Work task: Please retype every entry as written, and keep the pictures out.

Records shown:
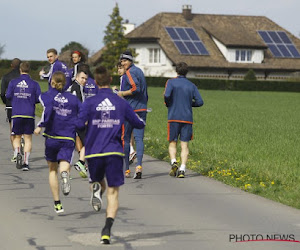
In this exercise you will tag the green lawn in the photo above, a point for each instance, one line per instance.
(248, 140)
(245, 139)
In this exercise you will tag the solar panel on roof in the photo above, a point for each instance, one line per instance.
(293, 51)
(279, 44)
(181, 47)
(187, 41)
(284, 37)
(284, 51)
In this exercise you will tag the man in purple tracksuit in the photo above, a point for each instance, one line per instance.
(23, 92)
(180, 96)
(56, 65)
(59, 119)
(134, 90)
(14, 73)
(106, 114)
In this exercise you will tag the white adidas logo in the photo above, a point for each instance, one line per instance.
(61, 99)
(22, 84)
(105, 105)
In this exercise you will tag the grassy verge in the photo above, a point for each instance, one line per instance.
(248, 140)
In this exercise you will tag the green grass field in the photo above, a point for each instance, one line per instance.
(249, 140)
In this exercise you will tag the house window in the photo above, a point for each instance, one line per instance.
(154, 55)
(243, 55)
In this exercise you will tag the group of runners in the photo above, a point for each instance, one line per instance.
(82, 110)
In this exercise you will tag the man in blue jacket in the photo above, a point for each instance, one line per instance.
(180, 96)
(134, 90)
(105, 114)
(23, 92)
(14, 73)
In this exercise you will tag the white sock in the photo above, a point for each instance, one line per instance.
(182, 168)
(131, 149)
(173, 160)
(26, 157)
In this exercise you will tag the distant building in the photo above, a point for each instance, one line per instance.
(215, 46)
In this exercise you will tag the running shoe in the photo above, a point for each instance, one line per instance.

Exercise response:
In this exercise you will tag the green lawn in the photo above, a point for each instance, one line per instance.
(248, 140)
(245, 139)
In this exercise you will tag the solar panel on roof in the photo above, a point for each instance, one line per instance.
(293, 51)
(279, 44)
(181, 47)
(187, 41)
(284, 37)
(284, 51)
In this exercise you will tag the man in purple tracksuit in the photo above, a point for each instance, one line per instance.
(23, 92)
(180, 96)
(56, 65)
(59, 119)
(134, 90)
(14, 73)
(106, 114)
In this exercise you will tag the white adidas logo in the photo above, a point for each instance, one line per instance.
(61, 99)
(22, 84)
(105, 105)
In this exercise you will tag the grassy verge in the photo above, a point for each instance, one line per instance.
(248, 140)
In this exercise you will tag the green grass field in the photo above, a point for each instance, one line per instance.
(249, 140)
In this exercise you will tag the house window in the photo above, a point for each instance, one line per instance.
(154, 55)
(243, 55)
In this exercise you will tag the group of runners in the photo above, a point for each instance, one line per instance.
(82, 110)
In this exercise you will tag the man in blue jacket in the photo above, a point for each instance, one line per instance.
(180, 96)
(134, 90)
(105, 114)
(23, 92)
(14, 73)
In this exercise you will tag the white sock in the photo above, a point for each instance, one line per instance.
(182, 168)
(131, 149)
(173, 160)
(26, 157)
In this exercise you will tag the distant building in the photo above, a point for each instance, one line per instance.
(215, 46)
In this exercise you will tag the running shoe in the photo above, a point for each instance, one line per instance.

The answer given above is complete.